**** TASK INPUTS

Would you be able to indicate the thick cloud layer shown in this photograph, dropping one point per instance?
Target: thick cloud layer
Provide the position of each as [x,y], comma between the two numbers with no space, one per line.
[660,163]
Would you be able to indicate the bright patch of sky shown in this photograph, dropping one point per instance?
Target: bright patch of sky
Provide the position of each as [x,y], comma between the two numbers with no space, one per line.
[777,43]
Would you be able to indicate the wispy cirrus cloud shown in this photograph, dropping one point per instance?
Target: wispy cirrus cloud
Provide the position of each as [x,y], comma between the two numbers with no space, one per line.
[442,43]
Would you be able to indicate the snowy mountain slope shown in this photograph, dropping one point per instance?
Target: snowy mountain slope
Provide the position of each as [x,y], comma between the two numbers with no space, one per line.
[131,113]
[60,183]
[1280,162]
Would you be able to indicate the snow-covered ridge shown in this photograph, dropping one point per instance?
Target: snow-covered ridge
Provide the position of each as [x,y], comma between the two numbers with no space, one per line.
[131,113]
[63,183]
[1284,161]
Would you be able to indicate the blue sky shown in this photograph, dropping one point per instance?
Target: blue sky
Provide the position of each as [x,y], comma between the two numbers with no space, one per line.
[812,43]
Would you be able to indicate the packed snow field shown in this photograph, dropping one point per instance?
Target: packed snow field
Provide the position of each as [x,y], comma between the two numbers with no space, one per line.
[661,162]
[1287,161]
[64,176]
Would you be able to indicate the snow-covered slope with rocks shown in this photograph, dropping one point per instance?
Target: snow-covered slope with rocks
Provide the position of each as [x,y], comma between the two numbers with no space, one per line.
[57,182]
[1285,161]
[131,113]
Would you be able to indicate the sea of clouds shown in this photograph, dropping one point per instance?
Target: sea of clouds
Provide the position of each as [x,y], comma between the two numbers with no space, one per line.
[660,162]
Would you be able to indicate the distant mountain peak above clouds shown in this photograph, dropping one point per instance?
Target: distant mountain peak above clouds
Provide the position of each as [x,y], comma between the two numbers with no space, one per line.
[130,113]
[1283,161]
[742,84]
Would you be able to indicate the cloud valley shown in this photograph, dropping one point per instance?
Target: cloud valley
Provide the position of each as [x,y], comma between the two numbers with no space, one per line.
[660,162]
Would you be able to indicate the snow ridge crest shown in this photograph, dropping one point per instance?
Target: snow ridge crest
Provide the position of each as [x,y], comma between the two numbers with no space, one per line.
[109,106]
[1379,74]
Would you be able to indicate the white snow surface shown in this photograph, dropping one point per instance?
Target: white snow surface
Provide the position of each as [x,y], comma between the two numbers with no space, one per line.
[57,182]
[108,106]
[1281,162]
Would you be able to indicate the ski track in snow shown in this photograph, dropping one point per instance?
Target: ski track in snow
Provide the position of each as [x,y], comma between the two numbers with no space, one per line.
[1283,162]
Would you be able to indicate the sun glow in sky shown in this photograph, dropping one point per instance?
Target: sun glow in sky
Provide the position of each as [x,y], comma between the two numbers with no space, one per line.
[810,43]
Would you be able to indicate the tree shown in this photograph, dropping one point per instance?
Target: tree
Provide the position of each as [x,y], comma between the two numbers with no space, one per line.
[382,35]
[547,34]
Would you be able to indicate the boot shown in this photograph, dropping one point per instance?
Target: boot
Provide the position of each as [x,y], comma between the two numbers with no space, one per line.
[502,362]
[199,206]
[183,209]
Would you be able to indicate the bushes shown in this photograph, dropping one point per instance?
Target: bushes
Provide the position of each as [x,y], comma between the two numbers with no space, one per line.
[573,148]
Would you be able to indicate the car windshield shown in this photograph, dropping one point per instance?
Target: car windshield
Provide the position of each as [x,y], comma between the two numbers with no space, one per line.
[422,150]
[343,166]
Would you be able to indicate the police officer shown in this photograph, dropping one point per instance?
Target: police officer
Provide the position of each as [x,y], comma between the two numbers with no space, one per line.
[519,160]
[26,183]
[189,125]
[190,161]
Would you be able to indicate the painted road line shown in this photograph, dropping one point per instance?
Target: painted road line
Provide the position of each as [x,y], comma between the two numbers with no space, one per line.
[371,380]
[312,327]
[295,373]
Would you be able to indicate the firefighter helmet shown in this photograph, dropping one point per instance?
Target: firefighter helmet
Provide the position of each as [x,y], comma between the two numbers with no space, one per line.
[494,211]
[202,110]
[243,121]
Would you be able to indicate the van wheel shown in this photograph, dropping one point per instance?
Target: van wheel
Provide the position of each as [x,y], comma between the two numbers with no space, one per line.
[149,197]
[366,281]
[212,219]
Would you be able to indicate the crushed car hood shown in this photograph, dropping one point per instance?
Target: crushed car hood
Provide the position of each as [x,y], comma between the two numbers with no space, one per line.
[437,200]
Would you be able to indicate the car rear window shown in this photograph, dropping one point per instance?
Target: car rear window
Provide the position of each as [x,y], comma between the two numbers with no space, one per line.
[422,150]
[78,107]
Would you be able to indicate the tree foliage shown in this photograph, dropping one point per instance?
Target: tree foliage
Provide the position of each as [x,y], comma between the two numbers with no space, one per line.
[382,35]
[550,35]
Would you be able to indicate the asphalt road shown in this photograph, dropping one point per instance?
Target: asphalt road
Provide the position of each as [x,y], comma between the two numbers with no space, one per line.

********

▸ **SET PROBLEM**
Write every entry out again exactly.

▸ **WRITTEN ANSWER**
Would you be able to indicate the thick cloud layer shown in this photograph, dropping one point per instance?
Target: thick cloud layer
Provide the position of each as [x,y], comma between the two numbers with no space, one per line.
[660,163]
Would you be able to indicate the bright patch of sky shown in this photograph, dropping one point per instance?
Target: bright patch of sky
Provide the position of each as [x,y], comma between the two numbers with no space, one per line.
[777,43]
Would you be able to indicate the wispy cirrus cloud shown in this photograph, dropping one point per instance?
Target: wispy cirrus cloud
Provide the position of each as [x,y], comma between the two numbers with no space, one per line.
[442,43]
Would you be able to indicate the snowy mountain slope shown in this photograph, dropping one point per instance?
Target: snowy mountain slope
Provide the position of each as [x,y], comma between the two numbers with no space, one per line.
[131,113]
[60,183]
[1280,162]
Would you be able to indicate the snow-covered ridge shown in this photograph, dropping one point per instance?
Target: snow-covered ridge
Provide the position of each as [x,y], comma between the two numbers with no space, one per line.
[131,113]
[63,183]
[1284,161]
Would you be able to indicate the blue sky shown in this photograph, dropping one point per instance?
Target: blue sky
Provide the position of each as [x,y], comma between the two numbers with no space, one per line.
[812,43]
Would you be able to indicate the packed snow field shown in this photograph, dropping one point per instance?
Target: packed snow field
Provide the position of each as [x,y], comma between the two numbers with no space, one per line.
[661,162]
[1287,161]
[64,176]
Would you be able to indicate the snow-covered slope with rocks shown in this photograph, dropping one point per instance?
Target: snow-covered slope with rocks
Provide the position of each as [x,y], comma between the two numbers with no space, one per line.
[57,182]
[1285,161]
[131,113]
Would you be able to indicate the sea of clouds shown in this photograph, dropping one point per instance?
Target: sea of clouds
Provide the position of each as [x,y], comma between the two numbers with no space, one per line.
[660,162]
Would you be able to indicate the distant mountain peak above clouds shown in this photograph, dropping one point per instance?
Target: distant mountain peak above clouds
Provide the position of each as [x,y], comma between the two numbers with no space, one per line.
[130,113]
[1283,161]
[742,84]
Would you be able to indicate the cloud valley shown in this photograph, dropping one point per instance?
Target: cloud valley
Provide the position of each as [x,y], comma between the two numbers with no space, one per line.
[660,162]
Would you be able to indicate the snow ridge crest shown in this photograph, dropping one point per instance?
Target: snow ridge crest
Provide the position of each as [x,y], comma between the two numbers with no space, one per line.
[109,106]
[1379,74]
Would you be able to indicate the white snow surface shown in this photograph, dropping one point per instance?
Target: white snow surface
Provide the position of each as [x,y], comma between the two numbers with no space, one per line.
[57,182]
[108,106]
[1281,162]
Would you be able to indicate the ski track in snow shown in this photograph, dropping one point per instance?
Target: ski track in snow
Provide the position of each as [x,y], comma between the two numbers with no space, one per line.
[1283,162]
Would you be able to indicate the sun glow in sky shown in this photograph, dropping one point per instance?
Target: sun glow in sky
Provide the position of each as [x,y], comma between the two numbers with no space, one per line.
[810,43]
Would you be able to indicate the tree shown in this photograph, dropping one point per instance?
Target: tree
Provide the position of each as [x,y], comma between the two numbers with no space, one per line.
[382,35]
[547,34]
Would you be able to indicate the boot shown in this photograph, dropping one point per instance?
Target: boot
Provide the position of each as [x,y], comma between the two numbers with no space, one per line.
[502,362]
[199,206]
[183,209]
Would you be able to indicate the bushes shown in this photograph, dropping one point per instance?
Target: bushes
Provide the position of each as [x,y], comma between the two numbers with no space, one per line.
[573,148]
Would you be able to indicate the car windshield shown in this photograph, dropping one point per instance?
Target: car windshield
Provide the position of each as [x,y], comma between the two numbers with no space, one per line.
[422,150]
[343,166]
Would you be able to indicate the police officer shown in this photograph, dropping one point per instance?
Target: police officer
Provide the position of each as [x,y], comma between the two numbers with no space, one per line.
[519,160]
[26,183]
[189,125]
[190,161]
Would you be able to indicate the painted road line shown in this photograph, dropping one point per instance?
Target: painted road line
Provide the position of each as [x,y], comma between the two numbers with no space, one per line.
[371,380]
[312,327]
[295,373]
Would you be able to indicate the firefighter helmet shown in this photograph, dropping one point per instance?
Target: firefighter helmet
Provide the position of each as [x,y], comma between the two numbers with no space, one per line.
[494,211]
[202,110]
[243,121]
Would you be able to indicate the van wheel shown in this photograph, dropping one point per instance?
Target: van wheel
Provide the position of each as [x,y], comma between the two numbers with no space, one per line.
[149,197]
[366,281]
[212,219]
Would you be able to indicate the crushed car hood shown in this photograph, dropping one point per instance?
Target: crushed car hood
Provide the position of each as [x,y], comma between the two numbers with no space, one per line.
[437,200]
Would you be able to indicate the car rear window shown in this photograph, dropping one point per instance?
Target: car rear window
Provide the position of each as [x,y], comma between the two numbers with no space, one per line.
[422,150]
[78,107]
Would you be able to indicate the tree foliage shown in this photograph, dropping one point per instance?
Target: tree foliage
Provide the position of each as [x,y], comma between the two numbers with no space, one per line.
[382,35]
[550,35]
Would you be able to indicate the asphalt road shown in this photograph, dropping one point per instance?
Target: asphalt road
Provide the position of each as [x,y], comma between the two numbers with no space, one per line.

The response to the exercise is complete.